EXERCISES TO COMPLETE:
• a. Using the account of Scott McAvoy's emergency room discharge, write out the passage from "Dr. Johnson told Dr. Foreman that Scott’s" up to and including "to moderately compromised.", swapping "plaque" for "calcium".
• b. For each statement, say whether the account of Scott McAvoy's emergency room discharge supports it, answering yes or no and quoting the deciding words: (i) Scott drove himself to the emergency room. (ii) Dr. Foreman examined Scott before the CTA was completed. (iii) Scott's PCP appointment was set for Monday morning.

DOCUMENT EXCERPT:
Scott McAvoy, a 59-year-old father of three, suffered a massive heart attack shortly after being improperly discharged from the emergency room. Unfortunately, because his heart was in ventricular fibrillation for so long as a result of the heart attack, he was not able to be revived, and died.
Scott McAvoy was a 59-year-old father of three, who worked as a machine operator at a local manufacturing plant. In early June, he began to feel chest pain, and after two weeks, he decided that he had enough, and before his evening shift for work was to begin, he drove himself to the emergency room.
Scott got to the emergency room around 3 o’clock in the afternoon, and was immediately taken to the triage unit. Because he had active chest pain, he was then taken to the back to the emergency department where he saw Dr. Vactor. Dr. Vactor questioned Scott, took a history of the symptoms and complaints, examined him and then ordered blood work, an EKG, and a chest x-ray. These tests all came back as negative (meaning that they did not show any reason for Scott’s heart complaints). Dr. Vactor was still unsure as to what was causing Scott’s complaints, so he ordered Scott to undergo a test called a CT angiogram, also known as a CTA.
A CTA is a CT of the heart. It is a series of x-rays that are taken quickly to help see what is going on with a heart, and to help determine whether or not there is any heart problems, such as if any of the arteries are blocked by plaque.
The CTA test takes some time to complete, because a patient must be given medication to lower the heart rate, and Scott was given the medication, however, unfortunately, Dr. Vactor was going off shift at 4 o’clock, and the CTA would not be done for at least an hour or two.
Since Dr. Vactor knew he was going off shift, he met with Dr. Foreman, explained to her Scott’s condition, and told her that Scott was going to undergo the CTA. Dr. Vactor also said that he told Dr. Foreman that when the CTA test was done, if it was negative, Scott could be discharged.
Dr. Foreman did not examine Scott, but waited for the CTA to be completed. Around 5 o’clock, Scott was taken to the radiology department, and the CTA was done. Radiology images were then sent electronically to Dr. Johnson, a radiologist who was in a satellite Hospital, with a computer, ready to read the images. Around 6:30 p.m., Dr. Johnson reviewed the images, and at 6:40 p.m., he called Dr. Foreman to discuss the results.
Dr. Johnson told Dr. Foreman that Scott’s results were compromised because the images were not that clear since Scott had moved a little bit during the procedure, and some of the images could not fully see inside the heart. As to the images that could be seen, Dr. Johnson told Dr. Foreman that there was plaque in some of the arteries, and concluded that it was mildly to moderately compromised.
Dr. Foreman, on the other hand, testified that she spoke with Dr. Johnson, and she said that he had told her that the images were good, that Scott only had mild disease, and that Scott could be discharged to home for follow-up with his PCP. Dr. Foreman was adamant that Dr. Johnson told her that Scott could be discharged.
Dr. Foreman then went in to meet Scott, and told him that based upon the results of the CTA, he was being discharged, and to follow up with his PCP as needed.
Scott went home and called his PCP for the next available appointment, which was on Monday morning. Scott then went to work on Friday night for the late shift, and as he was preparing for work, he collapsed from a massive heart attack, and went into ventricular fibrillation. His fellow employees tried to perform CPR, an ambulance was called, and Scott was taken back to the same emergency department he was in a few days before. Unfortunately, because his heart was in ventricular fibrillation for so long, he was not able to be revived, and died.

SOURCE DATA:
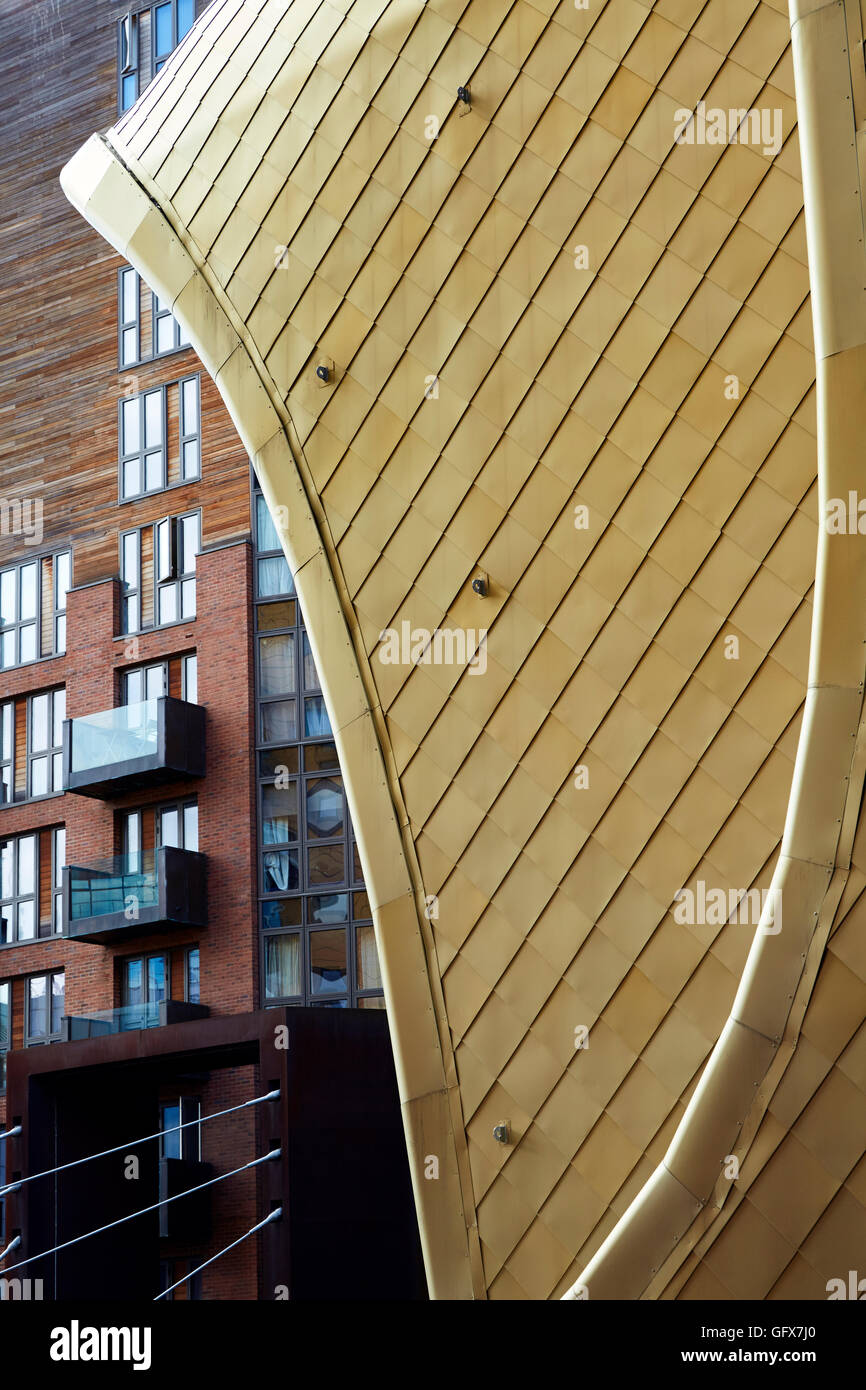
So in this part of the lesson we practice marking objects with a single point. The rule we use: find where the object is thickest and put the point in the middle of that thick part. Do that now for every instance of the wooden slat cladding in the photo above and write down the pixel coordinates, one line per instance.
(64, 389)
(20, 748)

TASK-BY-TASK SOLUTIONS:
• a.
Dr. Johnson told Dr. Foreman that Scott’s results were compromised because the images were not that clear since Scott had moved a little bit during the procedure, and some of the images could not fully see inside the heart. As to the images that could be seen, Dr. Johnson told Dr. Foreman that there was calcium in some of the arteries, and concluded that it was mildly to moderately compromised.

• b.
(i) Yes: "he drove himself to the emergency room."
(ii) No: "Dr. Foreman did not examine Scott, but waited for the CTA to be completed."
(iii) Yes: "called his PCP for the next available appointment, which was on Monday morning."